__Trecho de origem__.
══════════════════════════════

Consultor Tributário

Jurisprudência defensiva se reflete em polêmicas sobre coisa julgada

Autor

  • Hugo de Brito Machado Segundo

    é mestre e doutor em Direito professor da Faculdade de Direito da Universidade Federal do Ceará (de cujo programa de pós-graduação — mestrado/doutorado — foi coordenador) professor do Centro Universitário Christus (graduação/mestrado) membro do Instituto Cearense de Estudos Tributários (Icet) e da World Complexity Science Academy (WCSA) advogado e visiting scholar da Wirtschaftsuniversität em Viena (Áustria).

2 de novembro de 2022, 12h19

O Supremo Tribunal Federal discute, nos dias que ora correm, os efeitos futuros de uma decisão que afirma indevida a cobrança de um tributo, quando posteriormente a jurisprudência daquela Corte se orienta no sentido da validade da exigência.

Spacca
A questão se coloca, fundamentalmente, quando se trata de uma relação jurídica continuativa, vale dizer, relação que se funda em, ou decorre de, fatos que se repetem no tempo.

Se se discute questão relacionada a evento isolado no passado, como a validade de uma multa cobrada diante de determinado comportamento, e a sentença transita em julgado aplicando entendimento que, tempos depois, vem a ser alterado pela jurisprudência, em princípio não se cogita de sua rescisão ou revisão. O fato recebeu o tratamento que se considerou devido à época, e a garantia da coisa julgada impede a reabertura da questão.

Entretanto, se se discute a existência de uma relação jurídica baseada em fatos que se repetem, os efeitos da sentença tendem a se projetar para o futuro. Imagine-se a situação do contribuinte que realiza determinada atividade, e questiona em juízo se ela deve sujeitar-se ao ICMS. Caso a sentença afirme indevido o tributo, porque não incidente sobre a atividade, seus efeitos declaratórios deverão ser respeitados inclusive em relação ao período subsequente à prolação da sentença. Não faria sentido que o contribuinte tivesse de mover nova ação, a cada mês, ou a cada ano, para o juiz declarar novamente a mesma coisa, a saber, que a sua atividade não é tributada pelo ICMS. Salvo se houver mudança no binômio que serve de fundamento para a decisão, a saber, alteração na situação de fato (o contribuinte passa a exercer outra atividade, talvez esta sim sujeita ao ICMS), ou se as normas aplicáveis forem alteradas, de sorte a que a atividade em questão passe a ser tributável.

══════════════════════════════

__Entradas do conjunto__.
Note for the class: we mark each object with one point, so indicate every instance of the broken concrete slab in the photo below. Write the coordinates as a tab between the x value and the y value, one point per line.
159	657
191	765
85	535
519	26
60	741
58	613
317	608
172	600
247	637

══════════════════════════════

__Tarefa 1__.
Diga se cada afirmação concorda com o trecho de origem, respondendo sim ou não e citando as palavras do trecho que decidem a questão: (a) em relação jurídica baseada em fatos que se repetem, os efeitos da sentença tendem a valer também para o futuro; (b) o contribuinte precisa mover nova ação a cada mês ou a cada ano para manter a declaração de que sua atividade não é tributada; (c) a sentença sobre evento isolado no passado costuma ser revista quando a jurisprudência muda depois.
__Tarefa 2__.
No trecho de origem, qual tributo aparece no exemplo do contribuinte que questiona em juízo a sua atividade?
__Tarefa 3__.
Reescreva a parte do trecho de origem que começa com as palavras "Consultor Tributário" e termina com "em Viena (Áustria).", substituindo "Viena" por "Graz".
As entradas foram tiradas de outra fonte.

__Resposta correta 1__.
(a) Sim: "os efeitos da sentença tendem a se projetar para o futuro".
(b) Não: "Não faria sentido que o contribuinte tivesse de mover nova ação, a cada mês, ou a cada ano".
(c) Não: "em princípio não se cogita de sua rescisão ou revisão".

__Resposta correta 2__.
O ICMS.

__Resposta correta 3__.
Consultor Tributário

Jurisprudência defensiva se reflete em polêmicas sobre coisa julgada

Autor

  • Hugo de Brito Machado Segundo

    é mestre e doutor em Direito professor da Faculdade de Direito da Universidade Federal do Ceará (de cujo programa de pós-graduação — mestrado/doutorado — foi coordenador) professor do Centro Universitário Christus (graduação/mestrado) membro do Instituto Cearense de Estudos Tributários (Icet) e da World Complexity Science Academy (WCSA) advogado e visiting scholar da Wirtschaftsuniversität em Graz (Áustria).